* BRIEF 1 *
Decide whether each statement, (a) through (c), agrees with the excerpt below. Answer yes or no for each, quoting the words of the excerpt that settle it: (a) The narrator was twelve years old when the blond girl stopped the bicycle. (b) The narrator had already kissed a girl by 1990. (c) Of Color is published by McSweeney’s Books.

* EXTRACT PROVIDED *
^^^^
“Color Coded” is excerpted from Of Color: Essays by Jaswinder Bolina, published by McSweeney’s Books and available June 30, 2020. Preorders are available through the McSweeney’s Store.
When the blond girl shouted, “Hey!” and ran over to stop my bicycle, a voltage of hope charged through my twelve-year-old body. No blond girl had ever stopped me in all the years I’d ridden down the lane between the park district playground and rows of suburban townhouses. No blond girl had ever stopped me anywhere. I thought she might want to know my name. Maybe we’d walk across the way to sit on the park swings. It was 1990. I’d never kissed a girl. This might be love. As I settled to a stop, she landed her hands on mine, squeezed, looked me straight in the face, and with grave seriousness asked, “Are you a Hindu or a Gandhi?”
^^^^
* BRIEF 2 *
Return every line of the entries below that contains the string "dorsal". Treat uppercase and lowercase letters as different.

(Photo object pointing entries)
^^^^
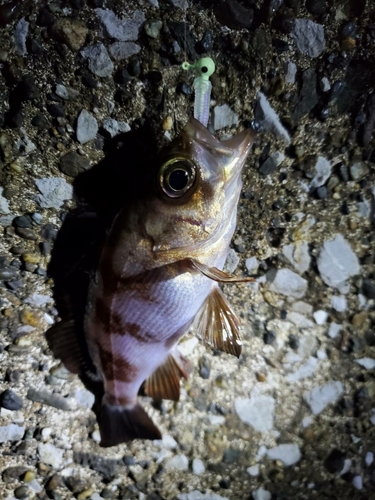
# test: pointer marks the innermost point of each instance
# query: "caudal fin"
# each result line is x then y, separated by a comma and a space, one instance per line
120, 424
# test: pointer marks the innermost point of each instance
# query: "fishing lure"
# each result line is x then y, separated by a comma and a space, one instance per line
205, 67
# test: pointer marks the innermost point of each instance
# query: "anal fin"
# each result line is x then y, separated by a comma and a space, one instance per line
164, 383
218, 325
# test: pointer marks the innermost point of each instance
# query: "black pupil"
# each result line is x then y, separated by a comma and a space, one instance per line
178, 179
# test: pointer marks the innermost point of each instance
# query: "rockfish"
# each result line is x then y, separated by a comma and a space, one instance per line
158, 276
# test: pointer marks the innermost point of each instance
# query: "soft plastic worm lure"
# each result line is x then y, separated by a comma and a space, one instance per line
202, 87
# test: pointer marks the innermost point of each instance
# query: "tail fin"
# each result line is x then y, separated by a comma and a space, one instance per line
119, 424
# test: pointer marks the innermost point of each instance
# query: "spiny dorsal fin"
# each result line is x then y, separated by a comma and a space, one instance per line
164, 383
217, 324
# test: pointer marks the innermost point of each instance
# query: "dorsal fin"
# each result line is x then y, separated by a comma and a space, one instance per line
217, 324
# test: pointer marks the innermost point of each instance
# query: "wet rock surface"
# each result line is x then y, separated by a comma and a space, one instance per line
92, 87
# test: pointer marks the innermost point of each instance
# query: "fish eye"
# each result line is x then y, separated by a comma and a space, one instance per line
176, 177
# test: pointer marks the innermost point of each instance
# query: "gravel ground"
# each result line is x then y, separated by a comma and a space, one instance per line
98, 84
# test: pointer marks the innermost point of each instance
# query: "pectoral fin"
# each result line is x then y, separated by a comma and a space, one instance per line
217, 324
216, 274
164, 383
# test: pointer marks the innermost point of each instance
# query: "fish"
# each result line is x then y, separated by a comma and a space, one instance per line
158, 276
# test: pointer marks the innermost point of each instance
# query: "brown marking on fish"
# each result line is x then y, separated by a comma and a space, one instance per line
117, 367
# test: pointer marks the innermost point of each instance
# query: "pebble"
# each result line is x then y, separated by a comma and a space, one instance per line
123, 50
51, 455
70, 31
288, 454
322, 396
11, 432
99, 61
269, 119
198, 467
337, 262
48, 398
256, 411
87, 127
339, 303
178, 462
10, 400
54, 191
298, 255
367, 363
261, 494
223, 116
320, 317
73, 164
308, 37
287, 283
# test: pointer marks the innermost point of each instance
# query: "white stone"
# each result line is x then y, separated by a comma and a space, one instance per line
339, 303
54, 191
367, 363
50, 455
198, 467
288, 454
334, 330
298, 255
287, 283
261, 494
304, 371
337, 262
87, 127
253, 470
320, 317
11, 432
271, 120
257, 412
179, 462
321, 396
223, 116
121, 29
323, 169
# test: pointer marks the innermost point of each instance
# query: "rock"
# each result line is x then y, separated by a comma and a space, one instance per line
121, 29
320, 317
198, 467
70, 31
87, 127
339, 304
367, 363
179, 462
4, 206
73, 164
113, 127
256, 411
337, 262
288, 454
11, 432
304, 371
321, 396
287, 283
99, 61
54, 191
358, 170
48, 398
298, 255
10, 400
50, 455
323, 169
223, 116
232, 261
123, 50
308, 37
20, 35
269, 119
261, 494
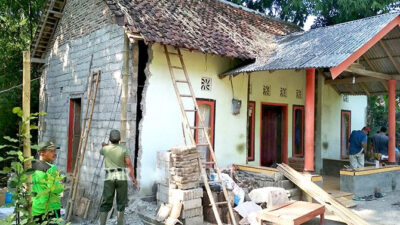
^^^^
* EXERCISE SOLUTION 1 *
(a) Yes: "a voltage of hope charged through my twelve-year-old body."
(b) No: "It was 1990. I’d never kissed a girl."
(c) Yes: "Of Color: Essays by Jaswinder Bolina, published by McSweeney’s Books"

* EXERCISE SOLUTION 2 *
# query: "spiny dorsal fin"
# query: "dorsal fin"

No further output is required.